SOURCE PASSAGE:
In 2022, the Warsaw Philharmonic gave the premiere of Polevá’s Nova under the baton of Andrey Boreyko. Her Symphony No. 3, “White Interment,” is being toured by the Bayerische Staatsoper and conductor Vladimir Jurowski. Last summer, Bucha. Lacrimosa was performed in five world capitals by the Ukrainian Freedom Orchestra under the direction of Keri-Lynn Wilson. She has been recognized with the Shevchenko National Prize of Ukraine. Her recordings are available on Naxos, and her scores are published by Donemus.
For me, the idea of this music comes from the Latin word bellum, which means “war.” A work written during the war. A bell announcing war, a funeral bell, a victory bell ... It is also associated with the name of the cellist who was the first performer (the name Inbal Segev means “tongue of the bell”).
But the most important thing I wanted was to reflect what happens in space after the most powerful bell chime. This is the phenomenon of the subtlest echo, an angelic choir that sounds either in the air or in the subconscious when the bell sound ends. The sound space that I wanted to recreate was the area of operation of the Bat Kol, which literally means “daughter of the voice” in Hebrew. “Some argue that the Bat Kol is an echo, others that it is a hum echoing in the air from the movement of the universe. The Bat Kol absorbs human voices and all other sounds of the world, even those that our ears are not able to hear ...” This most tender sound carries meanings that everyone needs in the most difficult times. The only thing a person can do is trust them.
The symphony is dedicated to musicologist Elena Dubinets, thanks to whom I felt real creative support over the last terrible year.
For me, music changes in time and reflects its changes. Especially for the version being performed this evening, I wrote a finale to the symphony, which is an unexpected ending. But it says that there is hope, and there is life, and life goes on no matter what.

TASKS TO COMPLETE:
1. Transcribe the passage about Polevá's symphony from "But the most" up to and including "is trust them.".
2. Go on with the passage about Polevá's symphony, starting after its last sentence.

DATASET ENTRIES:
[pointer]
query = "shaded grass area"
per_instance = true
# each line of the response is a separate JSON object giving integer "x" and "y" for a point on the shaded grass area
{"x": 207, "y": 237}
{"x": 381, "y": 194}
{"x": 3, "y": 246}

YOUR WRITTEN ANSWERS:
1.
But the most important thing I wanted was to reflect what happens in space after the most powerful bell chime. This is the phenomenon of the subtlest echo, an angelic choir that sounds either in the air or in the subconscious when the bell sound ends. The sound space that I wanted to recreate was the area of operation of the Bat Kol, which literally means “daughter of the voice” in Hebrew. “Some argue that the Bat Kol is an echo, others that it is a hum echoing in the air from the movement of the universe. The Bat Kol absorbs human voices and all other sounds of the world, even those that our ears are not able to hear ...” This most tender sound carries meanings that everyone needs in the most difficult times. The only thing a person can do is trust them.

2.
—Victoria Polevá
Praised for “combining omnivory and brilliance” (The New York Times), four-time Grammy-nominated violinist and composer Curtis Stewart translates stories of American self determination to the concert stage. Tearing down the façade of “classical violinist,” Stewart is in constant pursuit of his musical authenticity, treating art as a battery for realizing citizenship. As a violinist, composer, artistic director of the American Composers Orchestra, professor at The Juilliard School, member of the PUBLIQuartet and The Mighty Third Rail, and a Sphinx Medal of Excellence recipient, he realizes a vision to find personal and powerful connections between styles, cultures, and musics.
Stewart’s 2021 album of quarantined song cycles and art videos, Of Power (Bright Shiny Things), and his 2023 album, of Love.—a tribute to his late mother—were nominated for Grammys in the Best Classical Instrumental Solo category. He has been commissioned to compose new solo, chamber, and orchestral works by the Seattle Symphony, Virginia Symphony Orchestra, Phoenix Symphony, countertenor Anthony Roth Costanzo and members of the New York Philharmonic, and The Knights, among others.
Sampling music, words from communities where the work is performed—the work spins the idea of “outreach” on its head. Using sounds and thoughts from outside the concert stage to elevate concert music, including various forms of call and response between audience and performer—performer + listener in counterpoint.
The recorded voice in this original version are quotes from my own mother, Elektra Kurtis, who was one of my musical inspirations.